** Work to complete **
Look through the entries. Copy each line that has the word "using".

** Given data follows **

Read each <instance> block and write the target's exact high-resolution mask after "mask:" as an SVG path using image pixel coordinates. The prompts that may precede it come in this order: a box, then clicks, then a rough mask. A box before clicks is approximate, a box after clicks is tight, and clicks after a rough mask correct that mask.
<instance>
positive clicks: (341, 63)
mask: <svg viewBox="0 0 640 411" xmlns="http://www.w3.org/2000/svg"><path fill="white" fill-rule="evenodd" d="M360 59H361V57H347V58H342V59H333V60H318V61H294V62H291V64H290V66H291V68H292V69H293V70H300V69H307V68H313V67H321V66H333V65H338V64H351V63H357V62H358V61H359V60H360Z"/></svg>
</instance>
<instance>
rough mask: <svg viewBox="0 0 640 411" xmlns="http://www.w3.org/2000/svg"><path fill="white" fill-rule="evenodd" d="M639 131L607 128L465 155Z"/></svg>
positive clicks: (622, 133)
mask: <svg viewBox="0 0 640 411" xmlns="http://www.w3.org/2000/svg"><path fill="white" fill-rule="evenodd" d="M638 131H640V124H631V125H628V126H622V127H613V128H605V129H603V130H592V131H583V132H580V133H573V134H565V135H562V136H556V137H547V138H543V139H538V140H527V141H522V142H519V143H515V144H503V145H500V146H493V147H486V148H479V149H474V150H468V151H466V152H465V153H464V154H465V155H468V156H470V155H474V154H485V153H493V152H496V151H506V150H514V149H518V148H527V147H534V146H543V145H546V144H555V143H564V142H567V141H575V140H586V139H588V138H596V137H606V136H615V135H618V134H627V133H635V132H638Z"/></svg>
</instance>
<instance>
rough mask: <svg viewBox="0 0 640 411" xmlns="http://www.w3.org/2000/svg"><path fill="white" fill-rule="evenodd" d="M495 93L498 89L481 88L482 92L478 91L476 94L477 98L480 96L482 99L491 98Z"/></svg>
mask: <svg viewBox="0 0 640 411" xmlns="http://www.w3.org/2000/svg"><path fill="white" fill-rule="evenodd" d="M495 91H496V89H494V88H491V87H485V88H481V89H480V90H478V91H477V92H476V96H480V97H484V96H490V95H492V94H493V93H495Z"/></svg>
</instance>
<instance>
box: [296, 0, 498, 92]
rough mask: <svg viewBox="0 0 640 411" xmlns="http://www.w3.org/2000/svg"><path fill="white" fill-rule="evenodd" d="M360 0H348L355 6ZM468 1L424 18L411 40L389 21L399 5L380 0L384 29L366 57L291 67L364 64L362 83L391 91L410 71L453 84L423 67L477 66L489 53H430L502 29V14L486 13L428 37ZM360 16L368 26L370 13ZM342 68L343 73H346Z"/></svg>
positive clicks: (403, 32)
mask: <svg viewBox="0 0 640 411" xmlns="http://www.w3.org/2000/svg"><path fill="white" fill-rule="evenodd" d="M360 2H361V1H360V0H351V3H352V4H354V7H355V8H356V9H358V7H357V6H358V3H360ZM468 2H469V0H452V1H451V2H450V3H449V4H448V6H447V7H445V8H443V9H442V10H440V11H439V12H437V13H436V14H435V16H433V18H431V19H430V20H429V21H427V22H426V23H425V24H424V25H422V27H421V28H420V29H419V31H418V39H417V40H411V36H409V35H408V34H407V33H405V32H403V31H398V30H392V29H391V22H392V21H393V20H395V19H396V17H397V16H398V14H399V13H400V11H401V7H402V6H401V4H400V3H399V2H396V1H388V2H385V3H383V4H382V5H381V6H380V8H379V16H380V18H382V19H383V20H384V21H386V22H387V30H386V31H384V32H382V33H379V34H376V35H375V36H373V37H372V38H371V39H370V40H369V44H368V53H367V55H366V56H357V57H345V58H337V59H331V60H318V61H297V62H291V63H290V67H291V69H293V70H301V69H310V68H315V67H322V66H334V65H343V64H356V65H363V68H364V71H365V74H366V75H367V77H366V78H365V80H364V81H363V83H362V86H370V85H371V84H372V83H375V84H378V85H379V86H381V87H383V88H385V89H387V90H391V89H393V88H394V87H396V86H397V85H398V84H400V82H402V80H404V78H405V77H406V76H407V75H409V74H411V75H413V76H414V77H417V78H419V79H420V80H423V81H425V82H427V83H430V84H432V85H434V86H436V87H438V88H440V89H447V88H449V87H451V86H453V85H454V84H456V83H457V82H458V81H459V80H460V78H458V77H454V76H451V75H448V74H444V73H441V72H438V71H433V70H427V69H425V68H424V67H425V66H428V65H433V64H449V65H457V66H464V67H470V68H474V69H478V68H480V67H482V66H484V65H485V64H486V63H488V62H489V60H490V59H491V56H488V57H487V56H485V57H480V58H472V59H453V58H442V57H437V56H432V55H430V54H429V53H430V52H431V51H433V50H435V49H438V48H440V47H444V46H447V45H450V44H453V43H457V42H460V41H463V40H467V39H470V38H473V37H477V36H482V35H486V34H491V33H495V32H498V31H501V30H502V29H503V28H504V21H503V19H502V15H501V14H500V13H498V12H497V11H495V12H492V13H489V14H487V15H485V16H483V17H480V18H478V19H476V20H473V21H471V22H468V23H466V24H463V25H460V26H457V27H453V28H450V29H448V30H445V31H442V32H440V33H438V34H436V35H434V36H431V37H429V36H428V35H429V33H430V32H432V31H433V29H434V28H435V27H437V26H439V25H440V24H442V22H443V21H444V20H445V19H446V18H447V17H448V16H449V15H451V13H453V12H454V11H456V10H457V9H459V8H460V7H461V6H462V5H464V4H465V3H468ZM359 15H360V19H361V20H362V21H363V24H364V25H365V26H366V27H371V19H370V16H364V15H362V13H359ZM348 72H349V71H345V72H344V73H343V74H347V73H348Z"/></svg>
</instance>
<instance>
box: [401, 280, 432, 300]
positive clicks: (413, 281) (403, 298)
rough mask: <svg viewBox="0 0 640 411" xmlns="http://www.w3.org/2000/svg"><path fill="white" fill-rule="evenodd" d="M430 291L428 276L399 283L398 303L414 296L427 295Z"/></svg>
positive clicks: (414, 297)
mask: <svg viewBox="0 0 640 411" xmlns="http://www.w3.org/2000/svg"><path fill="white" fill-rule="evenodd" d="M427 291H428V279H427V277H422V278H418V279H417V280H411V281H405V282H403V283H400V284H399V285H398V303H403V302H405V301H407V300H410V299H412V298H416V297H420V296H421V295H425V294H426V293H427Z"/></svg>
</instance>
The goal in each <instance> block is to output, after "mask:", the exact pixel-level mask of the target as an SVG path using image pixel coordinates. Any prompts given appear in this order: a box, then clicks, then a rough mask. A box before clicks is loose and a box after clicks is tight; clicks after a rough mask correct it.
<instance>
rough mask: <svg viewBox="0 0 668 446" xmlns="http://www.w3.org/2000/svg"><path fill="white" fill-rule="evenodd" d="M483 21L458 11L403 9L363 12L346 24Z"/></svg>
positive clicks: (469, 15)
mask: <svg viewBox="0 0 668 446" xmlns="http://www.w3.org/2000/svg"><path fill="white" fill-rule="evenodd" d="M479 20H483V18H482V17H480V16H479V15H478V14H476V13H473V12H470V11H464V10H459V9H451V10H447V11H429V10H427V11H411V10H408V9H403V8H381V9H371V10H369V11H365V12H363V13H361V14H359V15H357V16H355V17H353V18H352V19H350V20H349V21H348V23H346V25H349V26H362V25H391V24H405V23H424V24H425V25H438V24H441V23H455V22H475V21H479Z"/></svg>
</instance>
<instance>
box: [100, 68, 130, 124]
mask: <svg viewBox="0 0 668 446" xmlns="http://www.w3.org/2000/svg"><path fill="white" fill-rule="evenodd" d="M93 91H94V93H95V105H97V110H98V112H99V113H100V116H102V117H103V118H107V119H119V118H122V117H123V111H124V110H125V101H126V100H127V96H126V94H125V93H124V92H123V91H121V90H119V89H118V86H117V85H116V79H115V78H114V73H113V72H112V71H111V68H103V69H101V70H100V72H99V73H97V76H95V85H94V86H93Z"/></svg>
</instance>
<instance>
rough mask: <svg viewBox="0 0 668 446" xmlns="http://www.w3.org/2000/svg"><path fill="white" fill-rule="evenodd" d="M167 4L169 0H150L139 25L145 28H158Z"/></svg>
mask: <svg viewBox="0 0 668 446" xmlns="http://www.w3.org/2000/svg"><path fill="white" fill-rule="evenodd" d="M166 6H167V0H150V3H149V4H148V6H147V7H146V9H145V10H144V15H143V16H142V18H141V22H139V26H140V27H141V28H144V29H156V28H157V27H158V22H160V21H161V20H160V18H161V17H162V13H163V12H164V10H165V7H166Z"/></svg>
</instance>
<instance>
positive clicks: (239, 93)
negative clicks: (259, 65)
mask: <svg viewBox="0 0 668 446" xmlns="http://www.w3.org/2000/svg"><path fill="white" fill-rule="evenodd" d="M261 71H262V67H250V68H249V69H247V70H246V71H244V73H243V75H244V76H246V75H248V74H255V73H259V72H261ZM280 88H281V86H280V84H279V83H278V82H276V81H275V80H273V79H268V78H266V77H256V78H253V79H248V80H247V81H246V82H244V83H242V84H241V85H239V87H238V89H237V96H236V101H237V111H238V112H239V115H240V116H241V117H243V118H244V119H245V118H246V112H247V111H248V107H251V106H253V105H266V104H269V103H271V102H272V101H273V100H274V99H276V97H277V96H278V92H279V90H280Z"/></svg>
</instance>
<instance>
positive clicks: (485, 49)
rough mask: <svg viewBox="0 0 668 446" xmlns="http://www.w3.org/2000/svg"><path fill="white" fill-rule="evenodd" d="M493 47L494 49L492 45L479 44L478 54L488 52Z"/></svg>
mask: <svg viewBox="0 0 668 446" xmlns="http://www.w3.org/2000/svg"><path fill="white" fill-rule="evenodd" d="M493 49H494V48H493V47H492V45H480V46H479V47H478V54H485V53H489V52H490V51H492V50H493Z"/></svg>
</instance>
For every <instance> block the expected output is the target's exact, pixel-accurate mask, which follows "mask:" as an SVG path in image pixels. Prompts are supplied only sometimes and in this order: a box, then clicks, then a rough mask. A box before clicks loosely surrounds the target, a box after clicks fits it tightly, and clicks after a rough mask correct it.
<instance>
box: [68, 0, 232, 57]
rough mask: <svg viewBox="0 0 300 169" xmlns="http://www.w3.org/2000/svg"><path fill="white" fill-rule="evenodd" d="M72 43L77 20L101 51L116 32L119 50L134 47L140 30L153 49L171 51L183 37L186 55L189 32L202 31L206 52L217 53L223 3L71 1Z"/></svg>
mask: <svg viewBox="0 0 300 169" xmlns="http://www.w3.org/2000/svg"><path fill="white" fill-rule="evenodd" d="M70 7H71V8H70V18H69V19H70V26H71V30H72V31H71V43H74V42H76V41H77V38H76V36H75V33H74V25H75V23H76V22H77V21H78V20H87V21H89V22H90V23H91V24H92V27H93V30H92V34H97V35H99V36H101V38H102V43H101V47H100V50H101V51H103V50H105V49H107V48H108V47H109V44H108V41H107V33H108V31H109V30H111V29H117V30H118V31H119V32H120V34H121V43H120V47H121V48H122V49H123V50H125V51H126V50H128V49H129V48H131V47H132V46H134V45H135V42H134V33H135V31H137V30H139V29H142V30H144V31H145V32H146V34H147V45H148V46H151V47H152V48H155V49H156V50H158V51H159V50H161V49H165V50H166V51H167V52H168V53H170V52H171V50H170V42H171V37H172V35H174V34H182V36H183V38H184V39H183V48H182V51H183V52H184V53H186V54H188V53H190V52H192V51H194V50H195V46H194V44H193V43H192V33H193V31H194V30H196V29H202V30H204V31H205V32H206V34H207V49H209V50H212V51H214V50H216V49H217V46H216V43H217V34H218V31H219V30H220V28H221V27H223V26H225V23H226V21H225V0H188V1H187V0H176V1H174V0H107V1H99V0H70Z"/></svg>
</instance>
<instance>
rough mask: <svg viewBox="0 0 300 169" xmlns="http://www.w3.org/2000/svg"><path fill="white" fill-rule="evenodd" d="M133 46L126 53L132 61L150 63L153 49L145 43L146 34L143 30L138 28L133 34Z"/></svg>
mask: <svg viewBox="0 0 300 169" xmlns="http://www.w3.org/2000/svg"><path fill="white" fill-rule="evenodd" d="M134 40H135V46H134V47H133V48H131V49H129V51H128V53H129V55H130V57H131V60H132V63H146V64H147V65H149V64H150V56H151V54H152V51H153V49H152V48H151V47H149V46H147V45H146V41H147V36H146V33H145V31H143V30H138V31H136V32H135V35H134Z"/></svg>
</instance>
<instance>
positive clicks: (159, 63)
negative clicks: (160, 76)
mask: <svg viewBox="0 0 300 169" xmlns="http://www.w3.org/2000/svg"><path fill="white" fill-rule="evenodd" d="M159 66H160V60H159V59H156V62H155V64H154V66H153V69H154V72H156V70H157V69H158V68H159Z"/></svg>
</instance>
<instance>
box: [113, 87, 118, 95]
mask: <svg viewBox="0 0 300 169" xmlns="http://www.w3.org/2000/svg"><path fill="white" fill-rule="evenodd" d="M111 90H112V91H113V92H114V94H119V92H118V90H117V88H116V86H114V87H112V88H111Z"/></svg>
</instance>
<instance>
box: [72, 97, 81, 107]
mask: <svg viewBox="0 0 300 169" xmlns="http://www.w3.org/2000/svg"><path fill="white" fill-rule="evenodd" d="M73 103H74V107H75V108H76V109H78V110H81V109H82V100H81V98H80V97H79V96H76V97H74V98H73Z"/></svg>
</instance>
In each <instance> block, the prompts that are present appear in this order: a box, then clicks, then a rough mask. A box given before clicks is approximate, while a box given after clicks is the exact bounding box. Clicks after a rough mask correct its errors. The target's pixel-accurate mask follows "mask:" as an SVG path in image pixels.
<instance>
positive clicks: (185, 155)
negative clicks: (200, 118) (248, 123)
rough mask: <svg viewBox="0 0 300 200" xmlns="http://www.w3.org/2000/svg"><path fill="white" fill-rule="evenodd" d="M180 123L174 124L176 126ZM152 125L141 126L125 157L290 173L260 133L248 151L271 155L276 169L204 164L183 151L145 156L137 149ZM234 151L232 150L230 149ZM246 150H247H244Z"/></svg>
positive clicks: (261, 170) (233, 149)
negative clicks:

** End of Given data **

** Reply to the exercise **
Read each <instance> block and write the target's exact high-resolution mask after "mask:" as an SVG path using image pixel coordinates. The prompts that may precede it come in this order: a box, then clicks, then a rough mask. A box before clicks is approximate, a box after clicks is tight, and clicks after a rough mask correct that mask.
The goal in each <instance> block is to output, after "mask:", the exact pixel-level mask of the target as an SVG path using image pixel coordinates. Any prompts given appear in this order: a box, then clicks, then a rough mask. A box before clicks is loose and a box after clicks is tight; clicks after a rough mask correct it.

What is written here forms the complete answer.